START Information provided
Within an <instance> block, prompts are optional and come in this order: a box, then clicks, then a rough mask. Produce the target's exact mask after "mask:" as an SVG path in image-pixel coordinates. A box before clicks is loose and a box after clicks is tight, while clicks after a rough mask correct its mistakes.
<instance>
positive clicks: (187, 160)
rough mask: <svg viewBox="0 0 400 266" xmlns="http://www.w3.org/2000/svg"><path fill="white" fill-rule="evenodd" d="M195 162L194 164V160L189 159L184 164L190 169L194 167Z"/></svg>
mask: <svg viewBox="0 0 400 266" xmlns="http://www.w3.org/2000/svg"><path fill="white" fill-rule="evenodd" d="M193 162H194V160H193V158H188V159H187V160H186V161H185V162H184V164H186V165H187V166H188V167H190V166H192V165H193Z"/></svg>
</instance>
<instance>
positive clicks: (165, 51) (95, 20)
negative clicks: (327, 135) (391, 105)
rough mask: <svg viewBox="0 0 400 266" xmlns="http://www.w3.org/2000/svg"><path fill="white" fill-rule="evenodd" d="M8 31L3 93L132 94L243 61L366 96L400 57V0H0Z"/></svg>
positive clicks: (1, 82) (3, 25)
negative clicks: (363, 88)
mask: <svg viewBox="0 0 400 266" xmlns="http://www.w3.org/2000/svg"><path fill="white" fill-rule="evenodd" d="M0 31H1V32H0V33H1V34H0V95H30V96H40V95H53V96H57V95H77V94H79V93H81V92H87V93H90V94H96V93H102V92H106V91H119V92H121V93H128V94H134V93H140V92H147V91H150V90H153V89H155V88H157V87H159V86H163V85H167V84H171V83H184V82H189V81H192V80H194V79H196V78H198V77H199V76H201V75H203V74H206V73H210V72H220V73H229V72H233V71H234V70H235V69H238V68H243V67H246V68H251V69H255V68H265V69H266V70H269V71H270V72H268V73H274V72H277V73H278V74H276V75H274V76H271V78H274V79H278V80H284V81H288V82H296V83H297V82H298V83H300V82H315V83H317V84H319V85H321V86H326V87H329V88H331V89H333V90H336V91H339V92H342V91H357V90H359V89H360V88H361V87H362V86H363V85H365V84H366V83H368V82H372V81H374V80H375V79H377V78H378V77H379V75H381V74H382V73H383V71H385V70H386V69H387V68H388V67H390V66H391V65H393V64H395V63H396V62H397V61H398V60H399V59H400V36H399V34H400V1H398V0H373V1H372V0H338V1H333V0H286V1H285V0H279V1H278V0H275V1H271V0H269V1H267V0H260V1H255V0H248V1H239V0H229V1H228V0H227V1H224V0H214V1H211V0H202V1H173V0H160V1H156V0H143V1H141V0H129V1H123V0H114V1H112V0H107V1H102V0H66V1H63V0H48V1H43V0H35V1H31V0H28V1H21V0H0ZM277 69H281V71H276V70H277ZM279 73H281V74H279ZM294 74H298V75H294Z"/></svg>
END Information provided
**What you should do**
Reproduce every line of the items above verbatim, from the first line through the last, with no changes of any kind.

**Result of this exercise**
Within an <instance> block, prompts are optional and come in this order: a box, then clicks, then a rough mask. Produce the target's exact mask after "mask:" as an SVG path in image-pixel coordinates. A box before clicks is loose and a box after clicks is tight, while clicks after a rough mask correct its mistakes.
<instance>
positive clicks: (187, 160)
rough mask: <svg viewBox="0 0 400 266" xmlns="http://www.w3.org/2000/svg"><path fill="white" fill-rule="evenodd" d="M195 162L194 164V160L189 159L184 164L190 169L194 167Z"/></svg>
mask: <svg viewBox="0 0 400 266" xmlns="http://www.w3.org/2000/svg"><path fill="white" fill-rule="evenodd" d="M193 162H194V160H193V158H188V159H187V160H186V161H185V162H184V164H186V165H187V166H188V167H190V166H192V165H193Z"/></svg>
</instance>
<instance>
positive clicks: (165, 51) (95, 20)
negative clicks: (327, 135) (391, 105)
rough mask: <svg viewBox="0 0 400 266" xmlns="http://www.w3.org/2000/svg"><path fill="white" fill-rule="evenodd" d="M8 31L3 93L132 94L243 61L366 96L400 57V0H0Z"/></svg>
positive clicks: (1, 82) (3, 25)
negative clicks: (363, 88)
mask: <svg viewBox="0 0 400 266" xmlns="http://www.w3.org/2000/svg"><path fill="white" fill-rule="evenodd" d="M0 31H1V32H0V33H1V34H0V95H30V96H40V95H53V96H57V95H77V94H79V93H81V92H87V93H90V94H96V93H102V92H106V91H119V92H121V93H128V94H134V93H140V92H147V91H150V90H153V89H155V88H157V87H159V86H163V85H167V84H171V83H184V82H189V81H192V80H194V79H196V78H198V77H199V76H201V75H203V74H206V73H210V72H220V73H229V72H233V71H234V70H235V69H238V68H243V67H246V68H251V69H255V68H265V69H266V70H269V71H270V72H268V73H274V72H277V73H278V74H276V75H274V76H271V78H274V79H278V80H284V81H288V82H296V83H297V82H298V83H300V82H315V83H317V84H319V85H321V86H326V87H329V88H331V89H333V90H336V91H339V92H342V91H357V90H359V89H360V88H361V87H362V86H363V85H365V84H366V83H368V82H372V81H374V80H375V79H377V78H378V77H379V75H381V74H382V73H383V71H385V70H386V69H387V68H388V67H390V66H391V65H393V64H395V63H396V62H397V61H398V60H399V59H400V36H399V34H400V1H398V0H373V1H372V0H338V1H333V0H286V1H285V0H279V1H278V0H275V1H271V0H269V1H267V0H260V1H255V0H248V1H239V0H229V1H228V0H227V1H224V0H214V1H211V0H202V1H173V0H160V1H156V0H143V1H141V0H129V1H123V0H114V1H112V0H107V1H102V0H66V1H63V0H48V1H43V0H35V1H31V0H28V1H21V0H0ZM277 69H281V71H276V70H277ZM279 73H281V74H279ZM294 74H298V75H294Z"/></svg>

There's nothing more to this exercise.